**Items from a data source**
┄┄┄┄┄┄

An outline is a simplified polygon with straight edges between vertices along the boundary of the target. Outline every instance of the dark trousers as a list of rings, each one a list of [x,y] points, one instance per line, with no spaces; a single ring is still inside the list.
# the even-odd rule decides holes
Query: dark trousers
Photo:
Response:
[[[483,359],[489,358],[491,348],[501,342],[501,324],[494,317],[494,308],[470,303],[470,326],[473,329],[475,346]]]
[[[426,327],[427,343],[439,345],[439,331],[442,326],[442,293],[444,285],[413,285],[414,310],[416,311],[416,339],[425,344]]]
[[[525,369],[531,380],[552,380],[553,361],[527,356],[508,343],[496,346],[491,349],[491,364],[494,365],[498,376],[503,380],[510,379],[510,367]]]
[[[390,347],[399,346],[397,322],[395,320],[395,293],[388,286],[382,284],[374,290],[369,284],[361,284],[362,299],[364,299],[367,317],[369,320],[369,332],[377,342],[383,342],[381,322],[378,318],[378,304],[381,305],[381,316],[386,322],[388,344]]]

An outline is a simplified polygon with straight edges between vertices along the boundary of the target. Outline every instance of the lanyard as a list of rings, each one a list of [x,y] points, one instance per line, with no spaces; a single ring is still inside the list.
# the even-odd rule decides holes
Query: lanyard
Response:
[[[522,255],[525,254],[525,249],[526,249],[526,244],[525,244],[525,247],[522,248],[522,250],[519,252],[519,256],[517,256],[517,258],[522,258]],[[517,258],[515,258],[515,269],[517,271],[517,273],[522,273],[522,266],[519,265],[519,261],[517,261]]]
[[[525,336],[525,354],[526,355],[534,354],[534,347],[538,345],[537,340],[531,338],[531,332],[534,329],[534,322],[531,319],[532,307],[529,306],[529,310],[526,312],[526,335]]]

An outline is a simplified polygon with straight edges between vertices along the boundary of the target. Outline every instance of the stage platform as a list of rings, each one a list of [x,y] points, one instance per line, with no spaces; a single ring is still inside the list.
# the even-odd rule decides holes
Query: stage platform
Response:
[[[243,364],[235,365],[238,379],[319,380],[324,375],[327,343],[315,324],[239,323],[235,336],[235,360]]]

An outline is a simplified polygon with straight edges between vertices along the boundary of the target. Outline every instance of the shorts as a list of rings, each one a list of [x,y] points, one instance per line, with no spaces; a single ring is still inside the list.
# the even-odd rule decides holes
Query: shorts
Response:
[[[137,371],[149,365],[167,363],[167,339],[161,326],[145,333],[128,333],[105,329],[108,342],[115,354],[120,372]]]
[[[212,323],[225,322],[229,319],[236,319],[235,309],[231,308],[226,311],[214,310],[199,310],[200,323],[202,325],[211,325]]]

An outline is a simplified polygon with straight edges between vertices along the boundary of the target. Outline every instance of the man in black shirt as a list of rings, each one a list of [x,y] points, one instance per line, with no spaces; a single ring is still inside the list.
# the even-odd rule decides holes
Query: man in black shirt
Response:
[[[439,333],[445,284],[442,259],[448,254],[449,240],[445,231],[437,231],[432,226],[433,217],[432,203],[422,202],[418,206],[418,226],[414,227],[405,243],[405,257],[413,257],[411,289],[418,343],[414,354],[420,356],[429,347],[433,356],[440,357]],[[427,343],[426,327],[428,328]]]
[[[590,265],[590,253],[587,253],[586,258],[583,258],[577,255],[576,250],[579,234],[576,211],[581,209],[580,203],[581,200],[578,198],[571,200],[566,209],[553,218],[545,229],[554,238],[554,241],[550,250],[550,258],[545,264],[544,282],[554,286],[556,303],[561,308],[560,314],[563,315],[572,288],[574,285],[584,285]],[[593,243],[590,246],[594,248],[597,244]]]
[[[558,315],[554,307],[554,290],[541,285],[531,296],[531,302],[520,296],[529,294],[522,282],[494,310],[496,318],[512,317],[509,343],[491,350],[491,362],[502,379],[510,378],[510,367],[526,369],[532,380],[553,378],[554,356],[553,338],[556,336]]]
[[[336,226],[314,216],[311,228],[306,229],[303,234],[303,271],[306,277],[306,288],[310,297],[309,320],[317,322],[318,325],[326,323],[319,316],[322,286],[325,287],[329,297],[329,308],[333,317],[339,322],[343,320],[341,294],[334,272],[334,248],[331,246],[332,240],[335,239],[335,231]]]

┄┄┄┄┄┄

**REQUEST**
Quote the material exactly, leaving nothing out.

**WRITTEN ANSWER**
An outline is a simplified polygon with straight edges between vertices along the boundary of the target. Outline every instance of the dark trousers as a list of rings, each one a list of [x,y] points, one instance per line, with no spaces; a single ring is still inside the list.
# the even-odd rule decides holes
Query: dark trousers
Photo:
Response:
[[[483,359],[489,358],[491,348],[501,342],[501,324],[494,317],[494,308],[470,303],[470,326],[473,329],[475,346]]]
[[[426,327],[427,343],[439,345],[439,331],[442,326],[442,293],[444,285],[413,285],[414,310],[416,311],[416,339],[425,344]]]
[[[525,369],[531,380],[552,380],[553,361],[527,356],[508,343],[496,346],[491,349],[491,364],[494,365],[498,376],[503,380],[510,379],[510,367]]]
[[[390,347],[399,346],[397,322],[395,320],[395,293],[388,286],[382,284],[374,290],[369,284],[361,284],[362,299],[364,299],[367,317],[369,320],[369,332],[377,342],[383,342],[381,322],[378,318],[378,304],[381,305],[381,316],[386,322],[388,344]]]

An outline is a simplified polygon with straight edges between vertices along the boundary of the target. Outline every instance of the lanyard as a list of rings, each one a list of [x,y] points, one instance per line, with no spaces; a single ring is still inside the list.
# the even-odd rule decides holes
Query: lanyard
Response:
[[[522,255],[525,254],[525,249],[526,249],[526,244],[525,244],[525,247],[522,248],[522,250],[519,252],[519,256],[517,256],[517,258],[522,258]],[[517,258],[515,258],[515,269],[517,271],[517,273],[522,273],[522,266],[519,265],[519,261],[517,261]]]
[[[525,336],[525,354],[526,355],[534,354],[534,347],[538,345],[537,340],[531,338],[531,332],[534,329],[534,322],[531,319],[532,307],[529,306],[529,310],[526,312],[526,335]]]

An outline is a simplified polygon with straight edges between vertices along the boundary of the target. Outline every instance of the stage platform as a list of rings, each one a list of [x,y] points, one instance per line, with no spaces; a single ring is still inside the list.
# the even-odd rule decides holes
Query: stage platform
Response:
[[[243,364],[235,365],[238,379],[319,380],[324,375],[327,343],[315,324],[239,323],[235,336],[235,360]]]

An outline is a simplified polygon with straight edges between vertices along the boundary of the target. Outline every instance of the shorts as a list of rings, each one a list of [x,y] points, one instance per line, with no spaces; a single ring is still inside the list.
# the even-odd rule decides holes
Query: shorts
Response:
[[[137,371],[149,365],[167,363],[167,339],[161,326],[145,333],[128,333],[105,329],[108,342],[115,354],[120,372]]]
[[[212,323],[225,322],[229,319],[236,319],[235,309],[231,308],[226,311],[214,310],[199,310],[200,323],[202,325],[211,325]]]

An outline is a simplified polygon with straight edges between vertices along the boundary of the target. Outline every instance of the man in black shirt as a list of rings, each one a list of [x,y] points, one instance per line, with no spaces; a single ring is still inside the list.
# the even-odd rule decides holes
Query: man in black shirt
Response:
[[[439,333],[445,284],[442,259],[448,254],[449,240],[445,231],[437,231],[432,226],[433,217],[432,203],[422,202],[418,206],[418,226],[414,227],[405,243],[405,257],[413,257],[411,289],[418,343],[414,354],[420,356],[429,347],[433,356],[440,357]],[[427,343],[426,327],[428,328]]]
[[[590,265],[590,253],[587,253],[586,258],[583,258],[577,255],[576,250],[579,234],[576,211],[581,209],[580,203],[581,200],[578,198],[571,200],[566,209],[553,218],[545,229],[554,238],[554,241],[550,250],[550,258],[545,264],[544,282],[554,286],[556,303],[561,308],[560,314],[563,315],[572,288],[574,285],[584,285]],[[593,243],[590,246],[594,248],[597,244]]]
[[[558,315],[554,307],[554,290],[541,285],[531,296],[531,302],[520,296],[529,294],[522,282],[494,310],[496,318],[512,317],[509,343],[491,350],[491,362],[502,379],[510,378],[510,367],[526,369],[532,380],[553,378],[554,356],[553,338],[556,336]]]
[[[336,226],[314,216],[311,228],[306,229],[303,234],[303,271],[306,277],[306,288],[310,297],[309,320],[317,322],[318,325],[326,323],[319,316],[322,286],[325,287],[329,297],[329,308],[333,317],[339,322],[343,320],[341,294],[334,272],[334,248],[331,246],[332,240],[335,239],[335,231]]]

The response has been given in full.